# [WHAT IS NEEDED]
Faithfully repeat each entry below, minus the pictures.

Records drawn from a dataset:

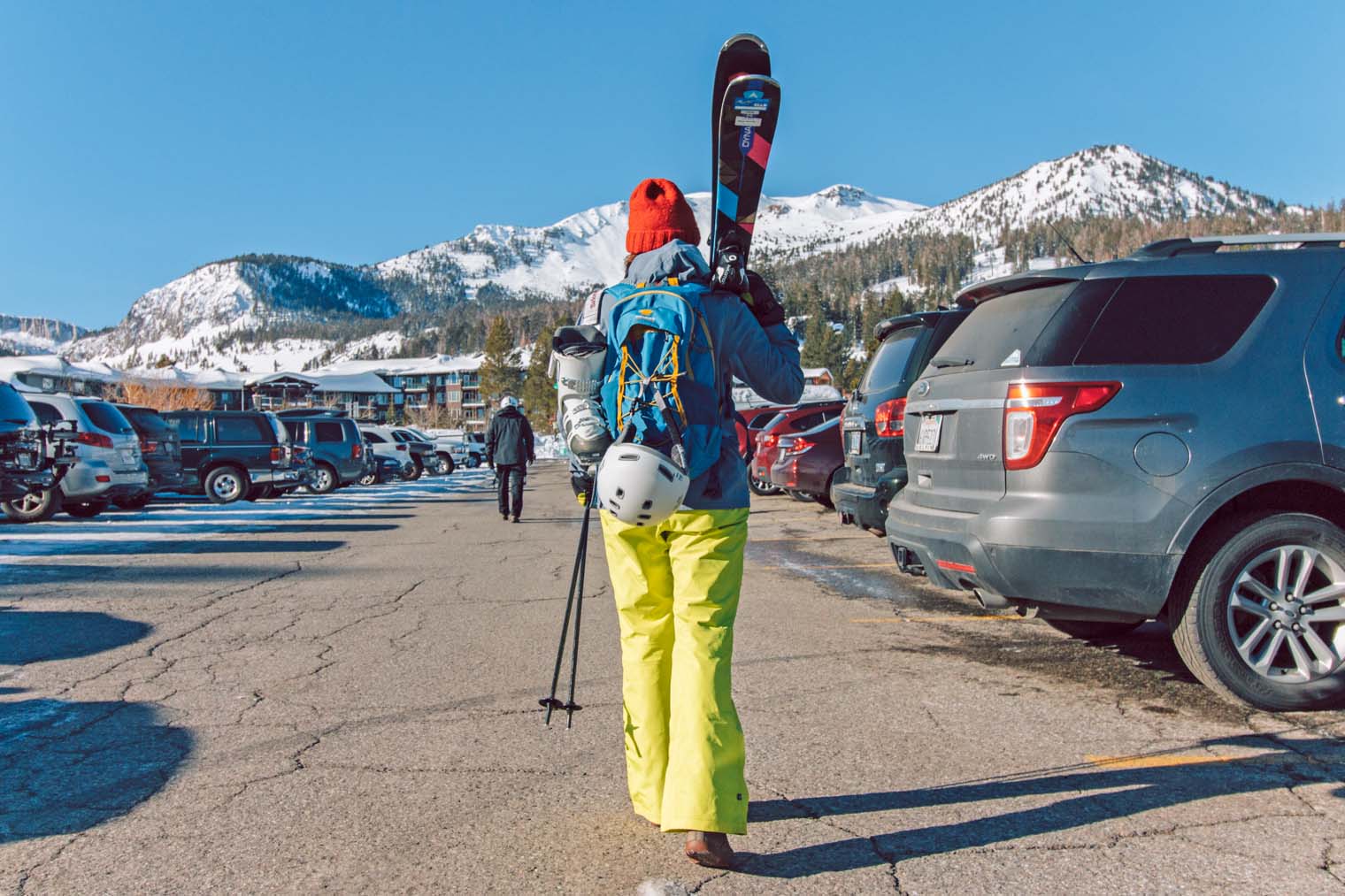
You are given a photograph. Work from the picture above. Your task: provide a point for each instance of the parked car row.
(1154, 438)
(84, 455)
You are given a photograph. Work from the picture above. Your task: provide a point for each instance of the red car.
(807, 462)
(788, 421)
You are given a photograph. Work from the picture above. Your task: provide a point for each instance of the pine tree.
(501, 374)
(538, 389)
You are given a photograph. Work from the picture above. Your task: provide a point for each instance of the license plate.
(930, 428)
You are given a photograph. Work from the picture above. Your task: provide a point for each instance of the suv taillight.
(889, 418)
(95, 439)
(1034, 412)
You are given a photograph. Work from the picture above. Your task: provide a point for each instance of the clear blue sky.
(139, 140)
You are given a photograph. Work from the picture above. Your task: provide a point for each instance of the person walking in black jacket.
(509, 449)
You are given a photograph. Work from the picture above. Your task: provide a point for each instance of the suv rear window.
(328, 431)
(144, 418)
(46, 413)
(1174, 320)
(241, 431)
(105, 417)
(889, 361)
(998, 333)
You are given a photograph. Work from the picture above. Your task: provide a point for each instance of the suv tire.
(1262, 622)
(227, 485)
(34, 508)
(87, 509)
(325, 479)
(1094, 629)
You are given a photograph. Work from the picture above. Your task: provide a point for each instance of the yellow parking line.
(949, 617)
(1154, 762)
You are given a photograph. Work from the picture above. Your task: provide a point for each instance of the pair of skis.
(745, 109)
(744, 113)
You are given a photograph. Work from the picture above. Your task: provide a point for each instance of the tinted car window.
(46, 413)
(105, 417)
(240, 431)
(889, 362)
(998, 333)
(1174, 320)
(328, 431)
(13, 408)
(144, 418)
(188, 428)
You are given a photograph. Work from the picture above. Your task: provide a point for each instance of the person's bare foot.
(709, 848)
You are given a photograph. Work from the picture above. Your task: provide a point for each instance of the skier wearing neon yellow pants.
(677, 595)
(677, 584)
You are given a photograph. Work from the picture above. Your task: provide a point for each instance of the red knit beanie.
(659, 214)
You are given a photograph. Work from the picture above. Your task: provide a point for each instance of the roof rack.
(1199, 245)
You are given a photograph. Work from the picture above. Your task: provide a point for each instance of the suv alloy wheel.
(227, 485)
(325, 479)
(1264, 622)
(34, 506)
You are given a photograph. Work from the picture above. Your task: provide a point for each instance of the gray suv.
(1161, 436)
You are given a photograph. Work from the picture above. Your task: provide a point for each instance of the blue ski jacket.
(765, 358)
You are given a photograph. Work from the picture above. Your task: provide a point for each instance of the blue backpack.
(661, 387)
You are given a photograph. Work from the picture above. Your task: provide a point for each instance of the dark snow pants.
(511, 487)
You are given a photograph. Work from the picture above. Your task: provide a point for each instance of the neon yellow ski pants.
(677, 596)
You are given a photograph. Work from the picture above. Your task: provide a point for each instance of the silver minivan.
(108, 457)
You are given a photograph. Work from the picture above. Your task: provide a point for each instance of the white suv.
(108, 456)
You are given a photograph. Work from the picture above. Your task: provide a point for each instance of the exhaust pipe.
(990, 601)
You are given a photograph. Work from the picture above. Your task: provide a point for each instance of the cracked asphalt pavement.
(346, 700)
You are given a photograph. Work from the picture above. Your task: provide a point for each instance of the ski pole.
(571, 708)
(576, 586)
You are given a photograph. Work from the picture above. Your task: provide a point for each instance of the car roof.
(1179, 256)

# [ANSWER SECTION]
You are given a photograph. Work from the picture above. Your task: provide a point for each instance of the parked car row.
(1154, 438)
(84, 455)
You are given a photograph. Work from the picture above. Your task: provide a point for each instance of the red car.
(807, 462)
(788, 421)
You are given a photograph. Work from the picture above. Your task: provide a point for each instance of the pine tree.
(501, 374)
(538, 389)
You are given a photograph. Work from the picture above. Your task: provide a point for each instance of the license plate.
(930, 428)
You are given a photograph. Work from the picture above. Your task: provide a point for each instance of the suv taillight.
(889, 418)
(95, 439)
(1034, 412)
You are given a photograph. Work from the picture above. Your task: provide a point for each instance of the clear blue sky.
(139, 140)
You are given a photograph. Work from the picture above. Your task: provide a point for each instance of the person walking in black jacket.
(509, 449)
You are given a photograph. Work from the picture above. Your task: provide a point for each instance of the suv rear window.
(328, 431)
(144, 418)
(46, 413)
(1174, 320)
(241, 431)
(105, 417)
(889, 361)
(998, 333)
You are given a photograph. Work from the picture above. Your task: provide a point for each instance of the suv tire.
(1262, 622)
(227, 485)
(34, 508)
(87, 509)
(325, 479)
(1094, 629)
You are given a photograph. Work from the picture above. Your task: provide a point for each instance of the yellow parking line.
(949, 617)
(1154, 762)
You are given a photograph. Work from the picture above. Your task: provide a point for each instance of the pair of skis.
(745, 109)
(744, 113)
You are given a photograph. Work from the picture above. Your task: provide a point for each instance of the tinted car window.
(46, 413)
(105, 417)
(240, 431)
(889, 362)
(998, 333)
(1174, 320)
(328, 431)
(13, 408)
(144, 418)
(188, 428)
You are given a photograph. Work from the picture above. Your task: provide a point for each instance of the person's bare foot.
(709, 848)
You are given a photograph. Work from the picture above. Your task: provide a point for each instance of the skier wearing neon yellow pants.
(677, 595)
(677, 584)
You are given a photograph. Work from the picture above. Your task: provide a point for each instance of the red knit beanie.
(659, 214)
You are given a photograph. Work from the picture above. Your task: provide a point for each instance of the roof rack.
(1199, 245)
You are given a photograph. Work from the picture above. Your task: provide a point for each instance of the suv alloy wheel.
(227, 485)
(325, 479)
(1264, 622)
(34, 506)
You are given a photograph. Work from the picture above. Your task: provide a point for each instance of the gray suv.
(1161, 436)
You are given a photograph. Work from the picture above. Your task: provide a point for each instance of the blue ski jacket.
(765, 358)
You are given a photograph. Work from the picture above. Your task: provide a point for each instance of the blue backpack.
(661, 387)
You are given a photograph. Work from the picture above. Your task: provide a point for each instance of the dark snow pants.
(511, 487)
You are given a photograph. Work from the picture above. Your task: provide a point for each instance of the neon yellow ski pants.
(677, 596)
You are given a photograph. Work from the picture above. Your task: provide a point for each instance of the silver minivan.
(108, 457)
You are given a photograph. Work from the picture above. Your task: provide a point for each instance of the white suv.
(108, 456)
You are given a photograph. Work from the picture above. Your task: provide a point for each instance of the exhaust pipe.
(990, 601)
You are given a photograph. Work from the picture above. Your task: provide a point for each instance of the cracked asphalt pavement.
(346, 700)
You are given a photograph. Work from the picture above. Your task: provide a point for each instance of the ski pole.
(571, 708)
(576, 586)
You are given a photograph. Work from the picture above. Your task: provide a point for each instance of the car roof.
(1179, 256)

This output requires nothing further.